#### [About this task]
For this exercise, the lines from the one with "# label one" through the final line of the data below are to be transcribed exactly, and pictures are to be skipped.
··· Supplied material
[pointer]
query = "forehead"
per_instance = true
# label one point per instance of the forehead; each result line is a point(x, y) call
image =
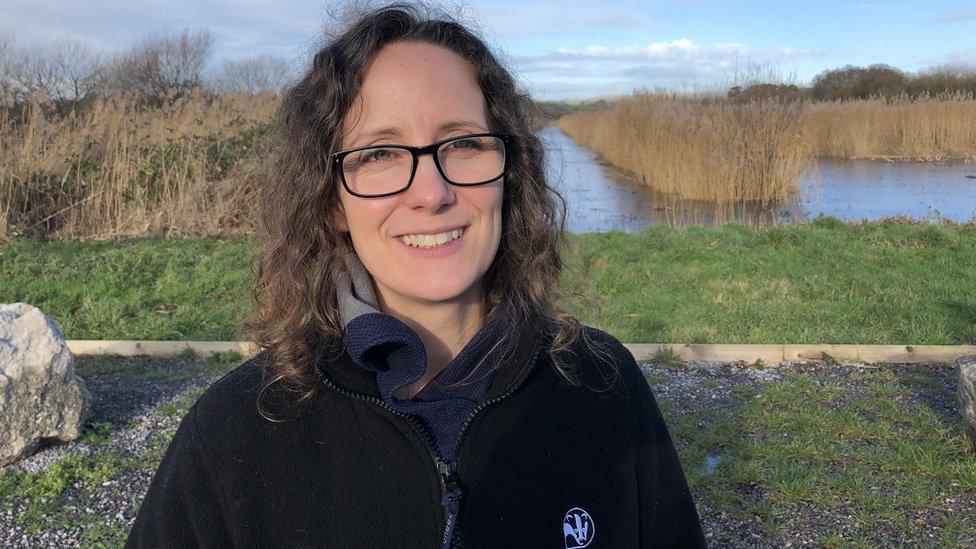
point(414, 87)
······
#### [Task answer]
# label one point per instance of the forehead; each result line is a point(x, y) call
image =
point(414, 87)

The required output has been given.